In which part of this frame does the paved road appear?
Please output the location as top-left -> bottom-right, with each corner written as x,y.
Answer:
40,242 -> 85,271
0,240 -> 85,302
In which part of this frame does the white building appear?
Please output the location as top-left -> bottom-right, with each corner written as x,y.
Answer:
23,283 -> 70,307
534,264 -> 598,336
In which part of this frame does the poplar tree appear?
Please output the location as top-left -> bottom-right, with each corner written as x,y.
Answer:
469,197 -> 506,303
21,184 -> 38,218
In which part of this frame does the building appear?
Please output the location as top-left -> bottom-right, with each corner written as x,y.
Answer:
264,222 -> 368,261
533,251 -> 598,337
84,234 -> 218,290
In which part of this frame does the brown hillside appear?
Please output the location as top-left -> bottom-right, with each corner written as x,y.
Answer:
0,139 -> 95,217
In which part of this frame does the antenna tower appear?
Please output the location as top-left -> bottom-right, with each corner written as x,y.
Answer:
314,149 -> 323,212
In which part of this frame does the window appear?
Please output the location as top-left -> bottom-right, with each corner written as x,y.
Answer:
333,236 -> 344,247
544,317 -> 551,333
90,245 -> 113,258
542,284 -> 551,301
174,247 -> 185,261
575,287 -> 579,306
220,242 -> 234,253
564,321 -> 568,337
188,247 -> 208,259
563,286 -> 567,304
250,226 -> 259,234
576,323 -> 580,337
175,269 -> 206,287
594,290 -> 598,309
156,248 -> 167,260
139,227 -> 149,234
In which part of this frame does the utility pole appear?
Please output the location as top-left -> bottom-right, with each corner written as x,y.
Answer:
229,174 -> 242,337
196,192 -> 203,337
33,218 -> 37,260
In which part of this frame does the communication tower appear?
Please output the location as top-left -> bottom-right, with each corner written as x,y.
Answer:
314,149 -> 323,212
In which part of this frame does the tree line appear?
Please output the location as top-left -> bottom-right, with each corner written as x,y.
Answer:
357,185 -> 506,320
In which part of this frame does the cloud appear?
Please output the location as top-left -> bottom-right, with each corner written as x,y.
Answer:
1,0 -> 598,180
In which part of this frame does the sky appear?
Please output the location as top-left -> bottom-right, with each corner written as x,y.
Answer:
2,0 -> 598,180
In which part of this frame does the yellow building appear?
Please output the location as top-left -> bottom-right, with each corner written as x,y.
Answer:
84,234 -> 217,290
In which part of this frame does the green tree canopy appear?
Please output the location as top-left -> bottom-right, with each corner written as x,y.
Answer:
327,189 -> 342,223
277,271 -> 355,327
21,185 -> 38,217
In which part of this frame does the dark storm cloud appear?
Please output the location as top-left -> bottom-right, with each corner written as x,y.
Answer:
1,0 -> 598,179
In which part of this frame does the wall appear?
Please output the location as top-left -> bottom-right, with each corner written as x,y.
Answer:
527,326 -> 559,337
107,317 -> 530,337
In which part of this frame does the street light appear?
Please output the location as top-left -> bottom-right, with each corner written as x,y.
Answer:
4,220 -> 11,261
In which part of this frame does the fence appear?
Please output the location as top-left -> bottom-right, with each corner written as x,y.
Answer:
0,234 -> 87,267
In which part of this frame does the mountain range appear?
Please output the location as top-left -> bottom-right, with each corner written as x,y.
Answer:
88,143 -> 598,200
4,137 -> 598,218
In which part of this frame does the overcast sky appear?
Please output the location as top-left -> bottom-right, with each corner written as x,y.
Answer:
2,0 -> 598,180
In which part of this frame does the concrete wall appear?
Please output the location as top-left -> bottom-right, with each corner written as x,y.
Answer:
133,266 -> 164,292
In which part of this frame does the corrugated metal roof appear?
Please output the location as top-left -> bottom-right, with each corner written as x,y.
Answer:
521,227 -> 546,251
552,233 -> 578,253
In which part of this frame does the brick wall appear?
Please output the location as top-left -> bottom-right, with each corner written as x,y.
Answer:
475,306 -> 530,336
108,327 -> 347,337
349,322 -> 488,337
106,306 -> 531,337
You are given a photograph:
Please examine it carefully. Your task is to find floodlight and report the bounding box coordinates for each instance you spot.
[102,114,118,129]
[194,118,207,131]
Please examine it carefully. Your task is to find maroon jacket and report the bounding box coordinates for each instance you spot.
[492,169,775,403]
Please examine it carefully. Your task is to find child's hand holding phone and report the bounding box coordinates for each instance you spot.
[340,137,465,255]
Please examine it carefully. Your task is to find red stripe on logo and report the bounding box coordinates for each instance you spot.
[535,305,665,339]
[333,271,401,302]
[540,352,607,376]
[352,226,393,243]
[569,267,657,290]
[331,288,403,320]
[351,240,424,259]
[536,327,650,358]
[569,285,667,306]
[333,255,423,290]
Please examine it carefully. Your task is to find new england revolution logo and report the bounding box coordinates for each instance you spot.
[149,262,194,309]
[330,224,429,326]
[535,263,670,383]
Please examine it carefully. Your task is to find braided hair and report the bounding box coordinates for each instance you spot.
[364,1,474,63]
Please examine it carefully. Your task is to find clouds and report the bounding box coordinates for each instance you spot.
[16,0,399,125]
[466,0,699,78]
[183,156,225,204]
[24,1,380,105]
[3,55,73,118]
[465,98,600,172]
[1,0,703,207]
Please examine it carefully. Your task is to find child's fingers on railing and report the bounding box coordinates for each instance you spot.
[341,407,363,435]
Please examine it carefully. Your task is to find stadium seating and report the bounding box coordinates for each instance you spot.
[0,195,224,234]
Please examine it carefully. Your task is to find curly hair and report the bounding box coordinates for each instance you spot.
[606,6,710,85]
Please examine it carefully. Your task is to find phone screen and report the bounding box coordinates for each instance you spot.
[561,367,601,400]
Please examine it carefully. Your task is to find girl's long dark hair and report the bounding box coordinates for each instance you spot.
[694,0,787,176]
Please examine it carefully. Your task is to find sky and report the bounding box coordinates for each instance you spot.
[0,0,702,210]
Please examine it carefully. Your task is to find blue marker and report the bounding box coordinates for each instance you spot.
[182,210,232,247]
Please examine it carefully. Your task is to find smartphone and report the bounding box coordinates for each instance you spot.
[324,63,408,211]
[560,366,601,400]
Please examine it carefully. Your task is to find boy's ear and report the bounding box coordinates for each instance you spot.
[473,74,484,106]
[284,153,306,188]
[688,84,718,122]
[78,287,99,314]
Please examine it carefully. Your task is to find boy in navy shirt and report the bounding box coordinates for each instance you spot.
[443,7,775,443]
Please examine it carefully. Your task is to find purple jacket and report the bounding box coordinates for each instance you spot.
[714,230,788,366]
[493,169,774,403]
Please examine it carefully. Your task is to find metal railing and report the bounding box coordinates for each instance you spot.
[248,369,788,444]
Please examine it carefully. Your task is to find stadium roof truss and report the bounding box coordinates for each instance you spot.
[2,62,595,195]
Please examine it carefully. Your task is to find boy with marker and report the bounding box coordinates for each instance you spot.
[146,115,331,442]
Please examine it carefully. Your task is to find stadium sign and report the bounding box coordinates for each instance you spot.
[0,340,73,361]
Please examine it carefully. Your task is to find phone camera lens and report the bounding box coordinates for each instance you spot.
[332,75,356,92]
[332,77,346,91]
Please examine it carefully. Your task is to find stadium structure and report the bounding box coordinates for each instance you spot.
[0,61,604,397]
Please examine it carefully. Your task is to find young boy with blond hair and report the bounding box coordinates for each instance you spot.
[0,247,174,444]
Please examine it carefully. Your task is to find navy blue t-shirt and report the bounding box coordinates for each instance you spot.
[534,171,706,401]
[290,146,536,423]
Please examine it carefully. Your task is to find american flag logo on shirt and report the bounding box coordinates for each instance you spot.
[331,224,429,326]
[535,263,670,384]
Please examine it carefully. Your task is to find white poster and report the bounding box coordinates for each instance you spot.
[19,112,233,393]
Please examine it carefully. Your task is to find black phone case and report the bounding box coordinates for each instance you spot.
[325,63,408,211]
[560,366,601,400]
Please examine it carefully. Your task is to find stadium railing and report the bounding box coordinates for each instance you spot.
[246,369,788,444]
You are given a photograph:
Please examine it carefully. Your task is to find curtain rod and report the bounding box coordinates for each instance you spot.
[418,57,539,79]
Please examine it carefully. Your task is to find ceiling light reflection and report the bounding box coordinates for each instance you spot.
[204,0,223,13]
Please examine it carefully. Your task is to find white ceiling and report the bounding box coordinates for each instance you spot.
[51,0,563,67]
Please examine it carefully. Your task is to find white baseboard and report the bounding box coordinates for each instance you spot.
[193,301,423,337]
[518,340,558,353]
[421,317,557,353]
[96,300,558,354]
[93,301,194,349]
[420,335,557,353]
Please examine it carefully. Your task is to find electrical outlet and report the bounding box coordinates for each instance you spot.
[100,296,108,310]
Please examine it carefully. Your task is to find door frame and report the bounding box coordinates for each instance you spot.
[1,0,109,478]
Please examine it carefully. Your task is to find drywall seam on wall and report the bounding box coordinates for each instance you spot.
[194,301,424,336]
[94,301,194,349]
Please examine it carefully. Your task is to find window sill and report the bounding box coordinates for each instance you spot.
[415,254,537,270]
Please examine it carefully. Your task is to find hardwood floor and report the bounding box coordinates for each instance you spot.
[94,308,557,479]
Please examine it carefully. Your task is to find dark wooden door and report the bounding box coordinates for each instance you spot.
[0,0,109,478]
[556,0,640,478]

********************

Work to complete | Among the lines above, find those with the string "building" and copy them.

Reply to the task |
In which part of this frame does the white building appear?
In which part of this frame does the building appear?
In which part of this frame does the yellow building appear?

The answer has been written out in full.